**Prompt:** Which lines of the records contain "rocky"? Collect every one of them.

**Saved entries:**
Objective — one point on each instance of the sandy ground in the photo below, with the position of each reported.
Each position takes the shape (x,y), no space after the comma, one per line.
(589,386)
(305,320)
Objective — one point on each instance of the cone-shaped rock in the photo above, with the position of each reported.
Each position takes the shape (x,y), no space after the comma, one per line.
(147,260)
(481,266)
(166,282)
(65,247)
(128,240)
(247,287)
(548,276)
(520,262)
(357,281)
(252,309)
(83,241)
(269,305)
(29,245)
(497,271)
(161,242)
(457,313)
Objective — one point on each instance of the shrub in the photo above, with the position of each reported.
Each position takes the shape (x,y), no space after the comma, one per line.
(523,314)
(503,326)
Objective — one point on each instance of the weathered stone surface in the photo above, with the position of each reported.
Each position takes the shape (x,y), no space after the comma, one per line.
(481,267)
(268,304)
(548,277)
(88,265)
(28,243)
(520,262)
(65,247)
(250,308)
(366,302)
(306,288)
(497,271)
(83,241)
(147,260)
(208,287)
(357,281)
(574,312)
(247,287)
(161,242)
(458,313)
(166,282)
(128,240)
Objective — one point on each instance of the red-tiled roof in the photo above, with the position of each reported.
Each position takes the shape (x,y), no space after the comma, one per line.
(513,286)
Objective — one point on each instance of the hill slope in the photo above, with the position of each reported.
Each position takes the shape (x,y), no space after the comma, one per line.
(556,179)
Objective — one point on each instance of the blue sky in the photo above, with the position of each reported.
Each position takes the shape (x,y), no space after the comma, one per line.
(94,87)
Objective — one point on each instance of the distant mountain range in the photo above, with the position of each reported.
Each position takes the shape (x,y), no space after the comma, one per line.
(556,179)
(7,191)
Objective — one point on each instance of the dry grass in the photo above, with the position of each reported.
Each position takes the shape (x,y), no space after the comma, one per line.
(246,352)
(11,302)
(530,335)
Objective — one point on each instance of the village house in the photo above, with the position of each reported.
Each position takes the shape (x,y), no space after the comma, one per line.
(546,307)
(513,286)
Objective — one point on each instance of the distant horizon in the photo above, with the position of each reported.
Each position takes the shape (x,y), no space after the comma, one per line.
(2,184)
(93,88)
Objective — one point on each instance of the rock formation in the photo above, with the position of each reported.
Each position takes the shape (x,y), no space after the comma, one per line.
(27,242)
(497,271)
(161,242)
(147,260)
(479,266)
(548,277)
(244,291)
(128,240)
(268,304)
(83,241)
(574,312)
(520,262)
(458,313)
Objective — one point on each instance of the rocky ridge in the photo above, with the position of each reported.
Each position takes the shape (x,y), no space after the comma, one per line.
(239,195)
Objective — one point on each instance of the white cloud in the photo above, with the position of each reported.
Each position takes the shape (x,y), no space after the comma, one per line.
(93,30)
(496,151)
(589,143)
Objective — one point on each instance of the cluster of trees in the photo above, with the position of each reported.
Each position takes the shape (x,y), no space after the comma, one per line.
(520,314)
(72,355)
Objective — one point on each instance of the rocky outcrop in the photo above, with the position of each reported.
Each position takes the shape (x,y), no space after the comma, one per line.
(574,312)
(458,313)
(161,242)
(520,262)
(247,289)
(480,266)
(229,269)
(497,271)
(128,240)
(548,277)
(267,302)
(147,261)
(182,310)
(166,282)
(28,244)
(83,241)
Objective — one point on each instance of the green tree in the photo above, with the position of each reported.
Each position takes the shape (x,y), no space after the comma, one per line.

**Written answer:**
Objective — one point on each instance of the rocky ridge in the photo above, with the position of each reported.
Objective — one point on each instance of the rocky outcrop in the photo above, with the position of each reported.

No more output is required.